(Recorded data)

%%

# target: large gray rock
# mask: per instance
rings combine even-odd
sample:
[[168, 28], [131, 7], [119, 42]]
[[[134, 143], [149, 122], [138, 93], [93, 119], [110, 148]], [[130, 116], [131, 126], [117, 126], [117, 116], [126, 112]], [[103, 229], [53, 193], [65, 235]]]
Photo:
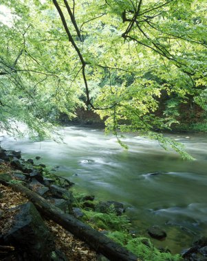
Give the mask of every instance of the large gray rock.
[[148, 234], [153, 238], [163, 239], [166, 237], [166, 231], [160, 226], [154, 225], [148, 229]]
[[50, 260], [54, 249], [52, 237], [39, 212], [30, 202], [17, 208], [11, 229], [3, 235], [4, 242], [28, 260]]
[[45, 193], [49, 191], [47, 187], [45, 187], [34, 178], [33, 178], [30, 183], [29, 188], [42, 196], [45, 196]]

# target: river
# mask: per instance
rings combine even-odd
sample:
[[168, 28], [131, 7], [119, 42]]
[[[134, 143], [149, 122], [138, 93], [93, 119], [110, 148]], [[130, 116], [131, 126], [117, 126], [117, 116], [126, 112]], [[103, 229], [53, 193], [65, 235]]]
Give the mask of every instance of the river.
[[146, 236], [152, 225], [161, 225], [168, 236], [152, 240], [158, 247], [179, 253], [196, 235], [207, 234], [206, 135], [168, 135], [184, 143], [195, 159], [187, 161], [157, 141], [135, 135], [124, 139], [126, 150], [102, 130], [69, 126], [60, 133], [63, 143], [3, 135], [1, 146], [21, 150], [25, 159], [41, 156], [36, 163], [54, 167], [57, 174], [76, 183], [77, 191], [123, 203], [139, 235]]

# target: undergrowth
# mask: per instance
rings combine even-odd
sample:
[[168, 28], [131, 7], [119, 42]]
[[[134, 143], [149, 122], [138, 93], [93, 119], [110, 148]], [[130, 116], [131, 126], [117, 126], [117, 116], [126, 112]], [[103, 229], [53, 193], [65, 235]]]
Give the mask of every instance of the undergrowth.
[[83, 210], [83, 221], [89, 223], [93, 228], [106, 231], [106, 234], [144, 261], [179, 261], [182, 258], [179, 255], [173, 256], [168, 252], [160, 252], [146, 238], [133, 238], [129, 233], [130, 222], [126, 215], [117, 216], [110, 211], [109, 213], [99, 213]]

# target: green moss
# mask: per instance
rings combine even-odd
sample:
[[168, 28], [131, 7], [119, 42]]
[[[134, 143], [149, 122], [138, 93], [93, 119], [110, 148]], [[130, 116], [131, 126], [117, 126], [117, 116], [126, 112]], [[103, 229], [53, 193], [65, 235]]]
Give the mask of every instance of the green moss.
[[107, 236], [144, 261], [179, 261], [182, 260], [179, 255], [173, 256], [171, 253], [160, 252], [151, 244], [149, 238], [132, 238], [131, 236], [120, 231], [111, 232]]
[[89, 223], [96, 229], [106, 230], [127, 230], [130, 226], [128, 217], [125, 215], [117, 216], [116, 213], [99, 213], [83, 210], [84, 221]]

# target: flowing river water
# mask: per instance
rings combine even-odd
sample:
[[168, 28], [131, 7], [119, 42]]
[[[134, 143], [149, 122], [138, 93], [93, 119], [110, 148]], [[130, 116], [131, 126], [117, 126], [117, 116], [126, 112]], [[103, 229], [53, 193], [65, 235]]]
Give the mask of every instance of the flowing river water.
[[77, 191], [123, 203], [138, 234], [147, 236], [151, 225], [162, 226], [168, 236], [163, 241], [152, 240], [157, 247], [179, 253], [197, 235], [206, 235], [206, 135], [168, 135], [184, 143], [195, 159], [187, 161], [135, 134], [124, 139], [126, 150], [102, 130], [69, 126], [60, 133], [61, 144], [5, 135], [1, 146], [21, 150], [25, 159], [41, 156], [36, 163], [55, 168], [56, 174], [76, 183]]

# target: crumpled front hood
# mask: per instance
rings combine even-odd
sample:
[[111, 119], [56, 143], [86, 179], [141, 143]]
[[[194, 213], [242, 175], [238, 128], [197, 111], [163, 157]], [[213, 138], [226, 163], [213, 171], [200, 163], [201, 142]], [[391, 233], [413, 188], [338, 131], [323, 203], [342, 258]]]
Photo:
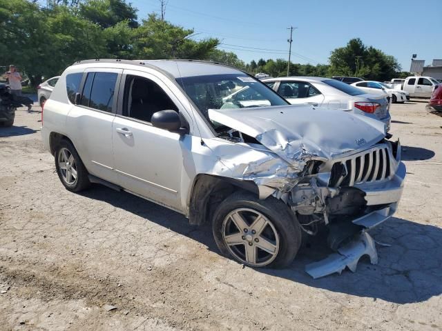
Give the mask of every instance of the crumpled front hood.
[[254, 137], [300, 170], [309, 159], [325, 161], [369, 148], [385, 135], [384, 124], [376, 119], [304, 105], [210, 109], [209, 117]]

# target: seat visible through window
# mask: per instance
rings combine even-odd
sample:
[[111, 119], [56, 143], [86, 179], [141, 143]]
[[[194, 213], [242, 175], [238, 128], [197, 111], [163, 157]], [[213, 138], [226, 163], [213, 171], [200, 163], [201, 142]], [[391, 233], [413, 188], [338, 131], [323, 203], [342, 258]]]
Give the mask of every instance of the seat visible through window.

%%

(EXERCISE DESCRIPTION): Copy the data above line for line, leaving out the pictures.

(SOLUTION TO THE EXERCISE):
# target: large gray rock
# mask: per instance
rings combine even-odd
sample:
[[168, 28], [131, 7], [119, 42]]
[[[134, 143], [149, 122], [138, 93], [93, 119], [110, 148]], [[130, 116], [131, 126], [117, 126], [117, 116], [126, 112]], [[103, 229], [53, 193], [65, 235]]]
Photo:
Give the mask of every instance of the large gray rock.
[[148, 234], [153, 238], [163, 239], [166, 237], [166, 231], [160, 226], [154, 225], [148, 229]]
[[50, 260], [54, 249], [52, 237], [39, 212], [30, 202], [17, 208], [11, 229], [3, 235], [4, 242], [28, 260]]
[[45, 193], [49, 191], [47, 187], [45, 187], [34, 178], [33, 178], [30, 183], [29, 188], [42, 196], [45, 196]]

# target: river
# mask: per instance
rings combine even-odd
sample:
[[168, 28], [131, 7], [119, 42]]
[[[134, 143], [149, 122], [138, 93], [93, 119], [110, 148]], [[130, 116], [131, 126], [117, 126], [117, 116], [126, 112]], [[103, 229], [53, 193], [65, 235]]]
Give the mask of every instance of the river.
[[146, 236], [152, 225], [161, 225], [168, 236], [152, 240], [158, 247], [179, 253], [196, 235], [207, 234], [206, 135], [168, 135], [184, 143], [195, 159], [187, 161], [157, 141], [135, 135], [124, 139], [126, 150], [102, 130], [69, 126], [60, 133], [63, 143], [3, 135], [1, 146], [21, 150], [25, 159], [41, 156], [36, 163], [54, 167], [57, 174], [76, 183], [77, 191], [123, 203], [139, 235]]

# target: undergrowth
# mask: per instance
rings combine even-odd
sample:
[[168, 28], [131, 7], [119, 42]]
[[[134, 143], [149, 122], [138, 93], [93, 119], [110, 148]], [[130, 116], [131, 126], [117, 126], [117, 116], [126, 112]], [[103, 229], [53, 193], [65, 235]]]
Give the mask of every instance of the undergrowth.
[[83, 210], [83, 221], [89, 223], [93, 228], [106, 231], [106, 234], [144, 261], [179, 261], [182, 258], [179, 255], [173, 256], [168, 252], [160, 252], [146, 238], [133, 238], [129, 233], [130, 222], [126, 215], [117, 216], [110, 211], [109, 213], [99, 213]]

# target: green moss
# mask: per instance
rings combine even-odd
sample:
[[168, 28], [131, 7], [119, 42]]
[[[134, 143], [149, 122], [138, 93], [93, 119], [110, 148]], [[130, 116], [131, 126], [117, 126], [117, 116], [126, 112]], [[103, 229], [53, 193], [65, 235]]]
Give the mask of every instance of the green moss.
[[107, 236], [144, 261], [179, 261], [182, 260], [179, 255], [173, 256], [171, 253], [160, 252], [151, 244], [149, 238], [132, 238], [131, 236], [120, 231], [111, 232]]
[[89, 223], [96, 229], [106, 230], [127, 230], [130, 226], [128, 217], [125, 215], [117, 216], [116, 213], [99, 213], [83, 210], [84, 221]]

# target: flowing river water
# mask: per instance
rings combine even-odd
sample:
[[168, 28], [131, 7], [119, 42]]
[[[134, 143], [149, 122], [138, 93], [93, 119], [110, 148]], [[130, 116], [131, 126], [117, 126], [117, 116], [126, 112]], [[103, 229], [53, 193], [65, 235]]]
Give the mask of every instance of the flowing river water.
[[77, 191], [123, 203], [138, 234], [147, 236], [151, 225], [162, 226], [168, 236], [163, 241], [152, 240], [157, 247], [179, 253], [197, 235], [206, 235], [206, 135], [168, 135], [184, 143], [195, 159], [187, 161], [135, 134], [124, 139], [126, 150], [102, 130], [69, 126], [60, 133], [61, 144], [5, 135], [1, 146], [21, 150], [25, 159], [41, 156], [36, 163], [55, 168], [56, 174], [76, 183]]

# target: crumpled front hood
# mask: per instance
rings combine even-odd
sample:
[[111, 119], [56, 143], [86, 179], [141, 143]]
[[[194, 213], [242, 175], [238, 128], [197, 111], [163, 157]], [[213, 138], [226, 163], [213, 171], [200, 163], [201, 142]], [[391, 233], [413, 188], [338, 131], [323, 203], [342, 258]]]
Photo:
Give the mask of every instance of the crumpled front hood.
[[254, 137], [300, 170], [309, 159], [325, 161], [369, 148], [385, 135], [384, 124], [376, 119], [304, 105], [210, 109], [209, 117]]

# target: seat visible through window
# mask: per instance
rings combine even-odd
sample:
[[111, 119], [56, 143], [86, 179], [141, 143]]
[[[194, 213], [242, 175], [238, 128], [197, 111], [163, 157]], [[213, 138], [226, 163], [213, 171], [200, 163], [201, 142]], [[391, 233], [413, 188], [338, 131], [323, 203], [342, 258]]]
Give the mask of every instance of the seat visible through window.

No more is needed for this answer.